### EXCERTO

Houve vários contactos sobretudo com empresas privadas brasileiras, mas sem grandes desenvolvimentos. E apesar da operação e das receitas crescerem, a TAP acumulou prejuízos, provindos sobretudo da manutenção no Brasil. O negócio principal, o transporte aéreo, chegou a dar lucros. Mas em todo o tempo de Pinto e apesar dos sucessos que reclama, foram mais os anos de prejuízos que os de lucros. Desde a crise do pós 11 de setembro, passando por epifenómenos como a gripe asiática, a concorrência das low-cost ou a escalada do preço do petróleo, foram vários os fatores internacionais que estragaram as contas. Por outro lado, a fragilidade financeira e a falta crónica de capitais da empresa tornavam-na transportadora especialmente vulnerável a qualquer tempestade.
Ainda em 2011, nos derradeiros dias do segundo Governo de Sócrates, o presidente da TAP era um dos membros da numerosa comitiva portuguesa, encabeçada pelo Primeiro-Ministro, que rumou em direção aos Emirados Árabes Unidos para captar investidores para comprar a dívida pública e investir nas empresas portuguesas – um flop sem lastro.

### INSTRUÇÕES DA TAREFA
Retome o excerto sobre a TAP, prosseguindo a partir da última frase apresentada.

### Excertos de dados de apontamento

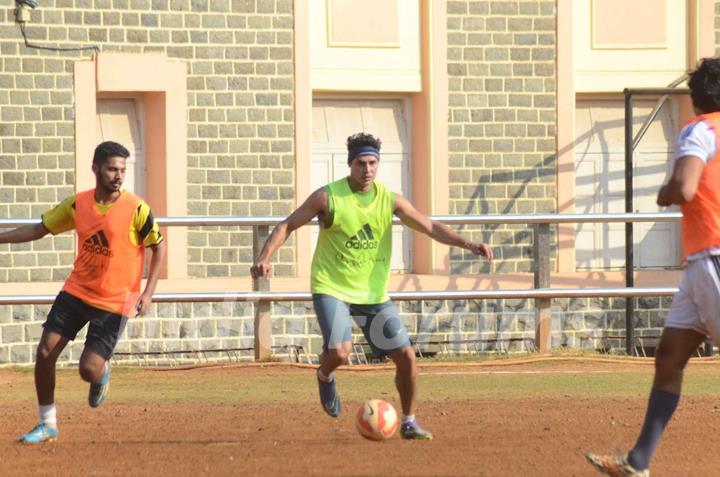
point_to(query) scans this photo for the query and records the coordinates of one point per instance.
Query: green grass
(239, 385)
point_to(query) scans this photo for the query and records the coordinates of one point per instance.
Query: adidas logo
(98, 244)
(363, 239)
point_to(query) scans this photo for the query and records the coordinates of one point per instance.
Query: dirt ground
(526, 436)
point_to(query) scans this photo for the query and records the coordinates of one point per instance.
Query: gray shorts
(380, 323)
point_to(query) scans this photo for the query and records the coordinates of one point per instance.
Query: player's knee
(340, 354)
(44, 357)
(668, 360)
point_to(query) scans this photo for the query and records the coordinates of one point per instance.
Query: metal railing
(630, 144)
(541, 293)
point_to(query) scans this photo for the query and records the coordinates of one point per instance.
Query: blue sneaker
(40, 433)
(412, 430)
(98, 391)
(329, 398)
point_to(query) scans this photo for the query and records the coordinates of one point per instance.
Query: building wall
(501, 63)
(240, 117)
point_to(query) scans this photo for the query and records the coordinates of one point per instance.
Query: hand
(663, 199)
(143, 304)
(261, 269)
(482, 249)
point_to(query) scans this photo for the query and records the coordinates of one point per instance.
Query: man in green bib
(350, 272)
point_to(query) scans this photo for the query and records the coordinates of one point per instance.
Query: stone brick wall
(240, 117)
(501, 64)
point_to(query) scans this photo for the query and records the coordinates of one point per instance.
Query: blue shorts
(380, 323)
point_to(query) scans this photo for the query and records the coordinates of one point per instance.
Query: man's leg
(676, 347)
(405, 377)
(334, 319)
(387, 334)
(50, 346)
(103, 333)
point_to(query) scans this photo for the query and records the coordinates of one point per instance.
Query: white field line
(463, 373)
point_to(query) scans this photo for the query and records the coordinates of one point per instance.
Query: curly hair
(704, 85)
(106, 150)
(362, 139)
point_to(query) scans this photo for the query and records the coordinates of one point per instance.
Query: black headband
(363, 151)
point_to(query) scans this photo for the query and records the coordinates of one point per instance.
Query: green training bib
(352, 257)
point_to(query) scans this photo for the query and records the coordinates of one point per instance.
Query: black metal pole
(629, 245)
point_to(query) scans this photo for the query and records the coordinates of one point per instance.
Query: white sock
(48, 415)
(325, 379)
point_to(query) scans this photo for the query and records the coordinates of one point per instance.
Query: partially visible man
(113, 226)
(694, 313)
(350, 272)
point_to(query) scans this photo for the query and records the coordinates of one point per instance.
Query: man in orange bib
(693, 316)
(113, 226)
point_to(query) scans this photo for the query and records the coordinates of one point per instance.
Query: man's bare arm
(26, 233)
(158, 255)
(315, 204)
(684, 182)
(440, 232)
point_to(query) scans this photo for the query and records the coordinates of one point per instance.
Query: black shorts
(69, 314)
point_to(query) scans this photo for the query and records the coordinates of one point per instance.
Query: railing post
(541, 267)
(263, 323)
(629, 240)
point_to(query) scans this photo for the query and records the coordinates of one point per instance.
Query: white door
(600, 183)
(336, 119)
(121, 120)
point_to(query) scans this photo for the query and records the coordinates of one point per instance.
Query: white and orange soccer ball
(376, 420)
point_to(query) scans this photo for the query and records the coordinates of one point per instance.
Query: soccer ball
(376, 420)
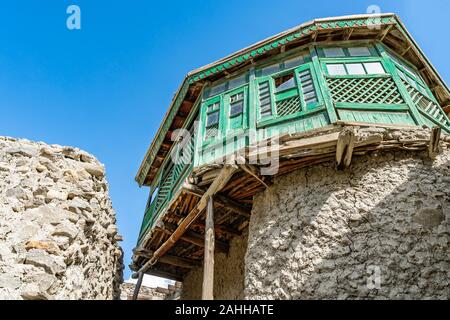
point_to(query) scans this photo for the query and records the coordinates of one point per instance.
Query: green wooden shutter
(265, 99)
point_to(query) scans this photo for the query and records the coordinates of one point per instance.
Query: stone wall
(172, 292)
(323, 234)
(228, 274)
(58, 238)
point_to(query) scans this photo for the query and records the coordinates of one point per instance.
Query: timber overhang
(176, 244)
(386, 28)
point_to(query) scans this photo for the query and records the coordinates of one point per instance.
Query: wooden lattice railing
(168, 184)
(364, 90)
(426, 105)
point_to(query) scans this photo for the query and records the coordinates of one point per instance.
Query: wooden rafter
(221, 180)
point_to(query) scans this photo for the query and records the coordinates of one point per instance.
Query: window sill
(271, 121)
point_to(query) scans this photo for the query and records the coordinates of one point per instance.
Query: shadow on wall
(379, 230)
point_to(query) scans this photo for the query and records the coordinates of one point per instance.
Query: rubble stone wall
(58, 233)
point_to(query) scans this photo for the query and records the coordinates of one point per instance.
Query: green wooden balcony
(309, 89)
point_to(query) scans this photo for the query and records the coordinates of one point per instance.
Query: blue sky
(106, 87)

### RESPOSTA
O Governo PSD/CDS deu a prioridade às empresas de energia, passando a venda da TAP para 2012, quase em paralelo com o da privatização da ANA – Aeroportos de Portugal, protagonizado pelo então secretário de Estado Sérgio Monteiro. Mas, enquanto a empresa de aeroportos atraiu número elevado de interessados com propostas financeiras elevadas, o concurso da TAP só conseguiu um candidato, o empresário Germán Efromovich, dono da transportadora colombiana Avianca. O lugar de Fernando Pinto ficava em risco apesar de ter uma boa relação com Efromovich, com quem tinha trabalhado quando esteve na Varig e até era provável que se tivesse mantido na administração da transportadora depois do negócio.
Para o gestor, só a entrada de investidores abriria a porta ao capital de que a empresa precisava para crescer e sanear a situação financeira.
A TAP esteve para ser vendida a Efromovich depois de a administração ter dado luz verde ao plano estratégico e de negócios do empresário colombiano, mas o negócio caiu por terra quando o comprador falhou a apresentação de garantia bancária comprovativa da capacidade financeira para fechar a operação.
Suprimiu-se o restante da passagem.